> [ASSIGNED TASK]
Every entry should be repeated exactly as written.

(Point localization data)

########

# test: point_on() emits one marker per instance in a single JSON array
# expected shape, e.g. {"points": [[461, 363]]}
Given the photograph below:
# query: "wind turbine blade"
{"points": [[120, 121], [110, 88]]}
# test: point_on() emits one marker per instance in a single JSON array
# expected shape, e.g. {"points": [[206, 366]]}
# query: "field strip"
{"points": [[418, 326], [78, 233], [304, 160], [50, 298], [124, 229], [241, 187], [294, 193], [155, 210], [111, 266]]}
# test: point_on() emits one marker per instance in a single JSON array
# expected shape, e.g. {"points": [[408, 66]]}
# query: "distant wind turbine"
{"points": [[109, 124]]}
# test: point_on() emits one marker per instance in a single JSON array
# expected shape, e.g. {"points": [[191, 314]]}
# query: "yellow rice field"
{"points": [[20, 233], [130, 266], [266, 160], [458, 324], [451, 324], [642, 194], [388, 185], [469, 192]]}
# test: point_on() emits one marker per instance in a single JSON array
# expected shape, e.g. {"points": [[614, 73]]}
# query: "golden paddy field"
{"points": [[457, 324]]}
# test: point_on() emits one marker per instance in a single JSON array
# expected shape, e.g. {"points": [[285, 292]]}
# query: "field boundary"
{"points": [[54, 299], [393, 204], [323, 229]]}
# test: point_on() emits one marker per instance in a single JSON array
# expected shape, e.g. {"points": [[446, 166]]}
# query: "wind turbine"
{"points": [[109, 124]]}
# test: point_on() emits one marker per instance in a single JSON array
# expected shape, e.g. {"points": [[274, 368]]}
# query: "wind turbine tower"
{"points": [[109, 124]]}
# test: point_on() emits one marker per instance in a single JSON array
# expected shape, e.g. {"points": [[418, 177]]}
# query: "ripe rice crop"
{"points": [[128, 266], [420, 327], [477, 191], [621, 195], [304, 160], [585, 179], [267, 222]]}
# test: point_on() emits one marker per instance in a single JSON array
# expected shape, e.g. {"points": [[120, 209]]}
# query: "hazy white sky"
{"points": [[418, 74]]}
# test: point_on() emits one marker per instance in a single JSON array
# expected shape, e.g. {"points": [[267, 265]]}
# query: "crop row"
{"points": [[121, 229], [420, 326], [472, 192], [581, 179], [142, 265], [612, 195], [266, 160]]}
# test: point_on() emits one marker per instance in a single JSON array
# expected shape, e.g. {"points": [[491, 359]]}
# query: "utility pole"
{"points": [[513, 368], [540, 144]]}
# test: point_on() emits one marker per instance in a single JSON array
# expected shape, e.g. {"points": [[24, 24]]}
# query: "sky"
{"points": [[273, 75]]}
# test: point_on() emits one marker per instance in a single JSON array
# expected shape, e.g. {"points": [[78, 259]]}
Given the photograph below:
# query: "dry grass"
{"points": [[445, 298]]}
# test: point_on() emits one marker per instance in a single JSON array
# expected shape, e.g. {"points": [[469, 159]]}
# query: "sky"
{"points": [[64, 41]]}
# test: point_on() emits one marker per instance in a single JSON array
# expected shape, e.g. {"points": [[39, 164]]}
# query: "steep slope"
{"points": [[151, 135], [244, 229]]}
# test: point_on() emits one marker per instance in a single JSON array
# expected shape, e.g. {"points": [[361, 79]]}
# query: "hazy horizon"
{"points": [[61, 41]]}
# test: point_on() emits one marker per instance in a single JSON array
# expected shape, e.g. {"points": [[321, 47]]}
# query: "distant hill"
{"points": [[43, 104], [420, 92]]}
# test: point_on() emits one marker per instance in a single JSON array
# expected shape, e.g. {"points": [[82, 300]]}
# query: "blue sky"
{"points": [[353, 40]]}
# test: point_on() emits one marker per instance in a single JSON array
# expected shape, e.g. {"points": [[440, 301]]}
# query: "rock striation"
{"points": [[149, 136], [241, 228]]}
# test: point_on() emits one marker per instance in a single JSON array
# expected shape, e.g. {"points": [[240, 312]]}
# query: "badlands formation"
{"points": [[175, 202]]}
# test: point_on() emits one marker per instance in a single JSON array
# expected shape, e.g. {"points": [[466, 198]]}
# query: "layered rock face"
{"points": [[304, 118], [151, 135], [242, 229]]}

########

> [ANSWER SECTION]
# test: point_on() emits one marker per instance in a single JSON array
# expected shape, e.g. {"points": [[461, 363]]}
Given the photograph below:
# query: "wind turbine blade"
{"points": [[120, 121], [110, 88]]}
# test: point_on() emits one marker per instance in a single JSON array
# expected shape, e.g. {"points": [[206, 366]]}
# query: "field strip"
{"points": [[418, 326], [78, 233], [304, 160], [50, 298], [124, 229], [241, 187], [294, 193], [155, 210], [111, 266]]}
# test: point_on() emits one marker per instance in a single JSON array
# expected shape, e.g. {"points": [[408, 66]]}
# query: "distant wind turbine"
{"points": [[109, 124]]}
# test: point_on() emits one marker per instance in a single JSON array
# expected shape, e.g. {"points": [[191, 314]]}
# query: "yellow rice field"
{"points": [[20, 233], [130, 266], [266, 160], [458, 324], [451, 324], [642, 194], [388, 185], [469, 192]]}
# test: point_on() emits one marker per instance in a single JSON array
# expected shape, e.g. {"points": [[614, 73]]}
# query: "golden paddy field"
{"points": [[457, 324]]}
# test: point_on() emits one marker per instance in a single JSON array
# expected shape, e.g. {"points": [[285, 292]]}
# query: "field boundary"
{"points": [[54, 299], [393, 204], [323, 229]]}
# test: point_on() emits one marker per instance in a single JSON array
# expected shape, e.g. {"points": [[446, 166]]}
# query: "wind turbine"
{"points": [[109, 124]]}
# test: point_on() emits one marker per instance in a single JSON array
# expected shape, e.g. {"points": [[274, 368]]}
# query: "wind turbine tower"
{"points": [[109, 124]]}
# test: point_on() emits one marker per instance in a single JSON array
# expected shape, e.g. {"points": [[418, 177]]}
# query: "ripe rice crop"
{"points": [[128, 266], [420, 327], [477, 191], [621, 195], [304, 160], [585, 179], [267, 222]]}
# test: point_on() emits one marker per instance in a single JSON array
# expected shape, e.g. {"points": [[120, 209]]}
# query: "hazy white sky"
{"points": [[418, 74]]}
# test: point_on() emits one marker per instance in a single JSON array
# expected shape, e.g. {"points": [[267, 265]]}
# query: "crop row"
{"points": [[121, 229], [420, 326], [472, 192], [581, 179], [142, 265], [612, 195], [266, 160]]}
# test: point_on() emits one marker per instance in a single JSON array
# expected shape, e.g. {"points": [[491, 359]]}
# query: "utility pole"
{"points": [[513, 368], [540, 144]]}
# test: point_on() emits one marker per instance in a single JSON array
# expected shape, e.g. {"points": [[24, 24]]}
# query: "sky"
{"points": [[273, 75]]}
# test: point_on() emits one marker per instance in a single JSON array
# expected shape, e.g. {"points": [[78, 259]]}
Given the photograph below:
# query: "dry grass"
{"points": [[445, 298]]}
# test: point_on() emits one marker per instance in a single JSON array
# expected shape, e.g. {"points": [[469, 159]]}
# query: "sky"
{"points": [[64, 41]]}
# test: point_on() emits one marker per instance in a single JSON array
# expected shape, e.g. {"points": [[39, 164]]}
# query: "steep slope"
{"points": [[151, 135], [244, 229]]}
# test: point_on() emits one marker per instance in a single JSON array
# expected shape, e.g. {"points": [[361, 79]]}
# query: "hazy horizon"
{"points": [[61, 41]]}
# test: point_on() emits one marker per instance in a single JSON array
# expected shape, e.g. {"points": [[321, 47]]}
# query: "distant hill"
{"points": [[43, 104], [420, 92]]}
# test: point_on() emits one marker per instance in a single JSON array
# expected shape, e.g. {"points": [[82, 300]]}
# query: "blue sky"
{"points": [[353, 40]]}
# test: point_on() emits one marker per instance in a single JSON array
# expected shape, e.g. {"points": [[440, 301]]}
# query: "rock striation"
{"points": [[149, 136], [241, 228]]}
# test: point_on() emits one marker per instance in a single JSON array
# expected shape, e.g. {"points": [[240, 312]]}
# query: "badlands formation"
{"points": [[175, 202]]}
# test: point_on() emits one marker per instance in a single JSON array
# expected shape, e.g. {"points": [[466, 198]]}
# query: "layered rock face"
{"points": [[304, 118], [151, 135], [242, 229]]}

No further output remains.